:: SUPPLIED RECORDS

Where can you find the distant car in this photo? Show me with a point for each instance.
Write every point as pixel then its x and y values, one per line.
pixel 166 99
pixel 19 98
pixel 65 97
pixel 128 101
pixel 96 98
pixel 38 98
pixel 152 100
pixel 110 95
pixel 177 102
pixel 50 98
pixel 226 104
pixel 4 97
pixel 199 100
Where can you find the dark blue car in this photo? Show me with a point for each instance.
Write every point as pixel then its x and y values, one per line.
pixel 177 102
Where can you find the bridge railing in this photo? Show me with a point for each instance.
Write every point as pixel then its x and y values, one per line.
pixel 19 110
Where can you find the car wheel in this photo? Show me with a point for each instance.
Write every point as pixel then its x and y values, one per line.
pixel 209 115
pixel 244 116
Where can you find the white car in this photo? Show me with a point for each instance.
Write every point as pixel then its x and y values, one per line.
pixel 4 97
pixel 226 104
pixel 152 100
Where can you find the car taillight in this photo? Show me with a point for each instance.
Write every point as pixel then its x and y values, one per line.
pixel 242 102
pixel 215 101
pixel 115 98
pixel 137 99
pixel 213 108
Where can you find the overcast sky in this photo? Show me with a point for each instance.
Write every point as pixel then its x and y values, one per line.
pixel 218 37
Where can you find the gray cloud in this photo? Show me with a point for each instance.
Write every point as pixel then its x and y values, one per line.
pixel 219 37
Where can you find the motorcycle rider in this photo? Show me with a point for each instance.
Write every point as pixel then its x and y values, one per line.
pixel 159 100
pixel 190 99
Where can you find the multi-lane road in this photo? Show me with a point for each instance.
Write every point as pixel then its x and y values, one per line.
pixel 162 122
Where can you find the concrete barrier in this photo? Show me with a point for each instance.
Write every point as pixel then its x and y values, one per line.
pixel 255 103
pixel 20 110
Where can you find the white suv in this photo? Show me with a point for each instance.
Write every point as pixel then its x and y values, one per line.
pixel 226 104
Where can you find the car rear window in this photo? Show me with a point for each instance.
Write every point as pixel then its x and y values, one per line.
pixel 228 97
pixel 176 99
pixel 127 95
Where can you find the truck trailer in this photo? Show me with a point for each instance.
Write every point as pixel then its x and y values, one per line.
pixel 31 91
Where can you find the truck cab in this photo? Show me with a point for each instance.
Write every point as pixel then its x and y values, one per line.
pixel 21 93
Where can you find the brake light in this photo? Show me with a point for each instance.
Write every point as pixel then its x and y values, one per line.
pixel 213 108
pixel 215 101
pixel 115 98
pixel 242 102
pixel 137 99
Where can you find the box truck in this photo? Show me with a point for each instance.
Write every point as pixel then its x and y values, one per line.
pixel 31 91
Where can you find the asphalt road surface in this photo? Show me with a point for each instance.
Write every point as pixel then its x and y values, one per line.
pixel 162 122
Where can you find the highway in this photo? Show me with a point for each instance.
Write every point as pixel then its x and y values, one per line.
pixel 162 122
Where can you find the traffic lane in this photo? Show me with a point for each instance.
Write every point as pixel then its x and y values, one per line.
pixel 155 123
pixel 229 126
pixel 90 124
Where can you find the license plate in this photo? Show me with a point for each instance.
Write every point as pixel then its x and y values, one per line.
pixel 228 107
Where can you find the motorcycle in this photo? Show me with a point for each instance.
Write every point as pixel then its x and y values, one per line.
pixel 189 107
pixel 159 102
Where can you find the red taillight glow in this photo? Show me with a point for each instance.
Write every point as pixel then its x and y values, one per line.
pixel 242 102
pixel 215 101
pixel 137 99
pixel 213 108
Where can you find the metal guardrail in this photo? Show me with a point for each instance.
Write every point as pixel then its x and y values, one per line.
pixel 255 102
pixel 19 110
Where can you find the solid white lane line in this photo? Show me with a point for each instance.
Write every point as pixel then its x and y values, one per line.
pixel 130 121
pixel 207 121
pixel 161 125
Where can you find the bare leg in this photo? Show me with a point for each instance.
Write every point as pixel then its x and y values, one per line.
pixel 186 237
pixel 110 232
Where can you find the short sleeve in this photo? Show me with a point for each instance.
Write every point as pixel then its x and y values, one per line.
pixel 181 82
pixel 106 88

::::

> **WHAT THE TASK REQUIRES**
Copy every one of the records above, line for line, with no changes.

> **WRITTEN SOLUTION**
Where can you find the distant car in this photo? Show me with a point for each instance.
Write every point as pixel then its x and y values, one per line.
pixel 166 99
pixel 19 98
pixel 65 97
pixel 128 101
pixel 96 98
pixel 38 98
pixel 152 100
pixel 110 95
pixel 177 102
pixel 50 98
pixel 226 104
pixel 4 97
pixel 199 100
Where can you find the dark blue car in this photo? Show me with a point for each instance.
Write every point as pixel then its x and y values, one per line.
pixel 177 102
Where can you find the bridge railing in this photo? Show me with a point for each instance.
Write every point as pixel then its x and y values, one per line.
pixel 19 110
Where can you find the car wheel in this photo? Show me with a point for each instance.
Write every point as pixel then its x and y values, one per line.
pixel 209 115
pixel 244 116
Where can you find the white car in this photo? Show me with a point for each instance.
Write every point as pixel then its x and y values, one per line.
pixel 4 97
pixel 226 104
pixel 152 100
Where can you find the car taillight in this photo? Show me with a point for each instance.
Write every point as pixel then its x and y values, one per line.
pixel 242 102
pixel 215 101
pixel 115 98
pixel 137 99
pixel 213 108
Where can you find the overcast sky in this photo? Show me with a point for each instance.
Write every point as pixel then its x and y values, one per line.
pixel 218 37
Where can you find the gray cloud in this photo? Show me with a point for each instance.
Write every point as pixel then its x and y values, one per line.
pixel 219 37
Where can you find the motorcycle rider in this photo? Show me with a point for each instance.
Write every point as pixel then its x and y values, one per line.
pixel 159 100
pixel 190 99
Where can you find the multi-lane road in this photo? Show me with a point for each instance.
Write every point as pixel then its x and y values, one per line.
pixel 162 122
Where can you find the concrete barrier in this photo? Show me with a point for each instance.
Write every point as pixel then its x and y values, one per line.
pixel 255 103
pixel 20 110
Where can you find the white suv in this photo? Show me with a point for each instance.
Write every point as pixel then its x and y values, one per line.
pixel 226 104
Where can you find the car rear window in this photo? Show me with a point for each instance.
Write every point as pixel then its x and y values, one per line.
pixel 228 97
pixel 176 99
pixel 127 95
Where can you find the truck trailer in this photo? Show me with a point for each instance.
Write every point as pixel then its x and y values, one per line.
pixel 31 91
Where can you find the truck cab in this photo? Show me with a point for each instance.
Write every point as pixel then its x and y values, one per line.
pixel 21 93
Where can you find the brake light in this photo? Show me with a point for each instance.
Write every point as pixel then its x and y values, one per line.
pixel 213 108
pixel 215 101
pixel 115 98
pixel 242 102
pixel 137 99
Where can you find the box truck in this photo? Show me with a point for each instance.
Write every point as pixel then its x and y values, one per line.
pixel 31 91
Where can you find the asphalt road surface in this photo? Show me with a point for each instance.
Write every point as pixel then its x and y values, one per line.
pixel 162 122
Where can you find the highway in this photo? Show me with a point for each instance.
Write every point as pixel then its x and y values, one per line.
pixel 162 122
Where can you find the traffic lane in this photo? Show me with a point for each instance.
Write every point as pixel then its x and y values, one per line.
pixel 155 123
pixel 229 126
pixel 90 124
Where can you find the license plate in this photo? Show me with a point for each instance.
Write every point as pixel then its x and y values, one per line.
pixel 228 107
Where can you find the motorcycle in this photo? Show me with a point for each instance.
Write every point as pixel then its x and y values, one per line.
pixel 189 107
pixel 159 102
Where can you find the red taillight glow in this photo? Show me with a point for each instance.
Write every point as pixel then its x and y values, one per line.
pixel 242 102
pixel 215 101
pixel 137 99
pixel 213 108
Where can you find the metal guardrail in this photo? Show me with a point for each instance.
Write every point as pixel then its x and y values, one per line.
pixel 255 102
pixel 19 110
Where can you find the solid white lane line in this photo? Show me with a point for each instance.
Write every point as pixel then its x and y values, one per line.
pixel 130 121
pixel 207 121
pixel 161 125
Where can you find the bare leg in this photo? Show me with a point for each instance.
Write every point as pixel then its x and y values, one per line.
pixel 186 237
pixel 110 232
Where can you find the short sleeve in this photo? Show me with a point for each instance.
Write every point as pixel then its x and y values, one per line.
pixel 181 82
pixel 106 88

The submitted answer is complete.